> _Consigne_: Poursuivez le texte sur les éperlans morts et les marées rouges du Saint-Laurent, en reprenant juste après sa dernière phrase.
### Extrait du texte
L'Institut Maurice-Lamontagne de Rimouski va analyser les éperlans retrouvés morts en bordure du Saguenay dans le secteur de Rivière-Éternité afin de déterminer si ce phénomène a un lien avec la mort de bélugas, marsouins et phoques dans le fleuve Saint-Laurent au cours des derniers jours.

La découverte de ces éperlans n'aurait visiblement pas eu autant d'importance n'eut été de la découverte de huit carcasses de bélugas en l'espace de seulement deux semaines dans le Saint-Laurent, en plus de celles de marsouins et de phoques gris.

Il s'agit d'un phénomène difficile à comprendre pour les spécialistes de l'institut qui devront analyser les animaux et poissons morts pour tenter de percer ce mystère. Le défi scientifique est d'autant plus difficile que pendant la même période, des marées rouges constituées d'algues rouges qui produisent des saxitoxines ont été rapportées sur le fleuve. Ces marées ne sont pas un phénomène nouveau, mais leur ampleur et surtout, leur longévité, dépassent les observations habituelles.

"Ces marées rouges se forment quand il y a beaucoup d'eau douce qui s'écoule dans le fleuve et qui réduit la salinité de l'eau en surface. Le phénomène ne dure généralement pas longtemps, mais on constate qu'il persiste, ce qui signifie que les toxines se nourrissent", précise Michel Gilbert, gestionnaire à l'institut de recherche.

Il n'y a toutefois pas eu de marée rouge dans le Saguenay puisque les couches de surface sont essentiellement constituées d'eau douce et ces toxines ne prolifèrent pas en eau douce. Il est toutefois possible que les éperlans retrouvés dans le secteur Rivière-Éternité aient été en contact avec des marées rouges avant de pénétrer dans le Saguenay et de remonter jusqu'à Rivière-Éternité.

Il est beaucoup trop tôt selon le gestionnaire de l'institut pour déterminer l'impact de ces marées rouges sur les activités de pêche hivernale sur le Saguenay. Pour le moment, Pêche et Océans Canada a surtout fait des mises en garde sur la consommation de coquillages dans les régions où les marées rouges ont été signalées. Les coquillages absorbent ces toxines et entrent par la suite dans la chaîne alimentaire des autres poissons et animaux comme les phoques.
######
### Enregistrements listés
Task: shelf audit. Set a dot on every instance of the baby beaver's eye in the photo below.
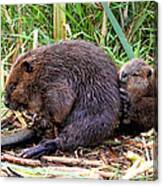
(149, 73)
(136, 74)
(27, 67)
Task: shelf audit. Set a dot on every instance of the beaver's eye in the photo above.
(136, 74)
(27, 67)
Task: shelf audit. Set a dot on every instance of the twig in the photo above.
(20, 161)
(73, 161)
(135, 171)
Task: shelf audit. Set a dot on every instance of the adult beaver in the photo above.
(72, 85)
(138, 82)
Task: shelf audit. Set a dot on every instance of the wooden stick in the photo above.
(73, 161)
(20, 161)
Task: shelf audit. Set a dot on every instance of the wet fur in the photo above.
(72, 85)
(140, 82)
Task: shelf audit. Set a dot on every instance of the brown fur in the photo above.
(140, 82)
(72, 85)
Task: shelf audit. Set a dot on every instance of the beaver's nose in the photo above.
(6, 102)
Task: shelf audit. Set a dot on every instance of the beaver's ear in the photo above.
(27, 67)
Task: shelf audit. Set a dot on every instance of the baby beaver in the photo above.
(139, 85)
######
> _Réponse ci-dessous_:
Quant au poisson, reprend Michel Gilbert, les toxines se retrouvent dans le foie et les gens ne consomment habituellement pas cette partie.

Au cours des dernières heures, des informations ont circulé à l'effet que ces marées ont été provoquées par l'écoulement au sol dans les grandes cultures. Michel Gilbert soutient qu'il est beaucoup trop tôt pour faire un lien entre les produits utilisés en agriculture, les précipitations abondantes, la formation de marées rouges dans le Saint-Laurent et la mort des petites baleines blanches.

"Ça demanderait des vérifications très larges sur les épandages de produits par rapport à d'autres éléments. Nous ne pouvons non plus affirmer que la présence des produits agricoles est la cause de la présence plus longue des marées rouges. Ça demanderait des recherches majeures. Pour le montant, les chercheurs sont sur le terrain et tentent de comprendre ce qui se passe."

Michel Gilbert n'a pas utilisé les termes "crise" ou "catastrophe", mais il est évident que la situation actuelle préoccupe au plus haut point les scientifiques. Habituellement, le troupeau de bélugas du Saint-Laurent et du Saguenay perd 10 à 11 spécimens par année. Les huit carcasses échouées des baleines blanches en seulement deux semaines tend à démonter qu'il se passe des choses anormales dans leur habitat.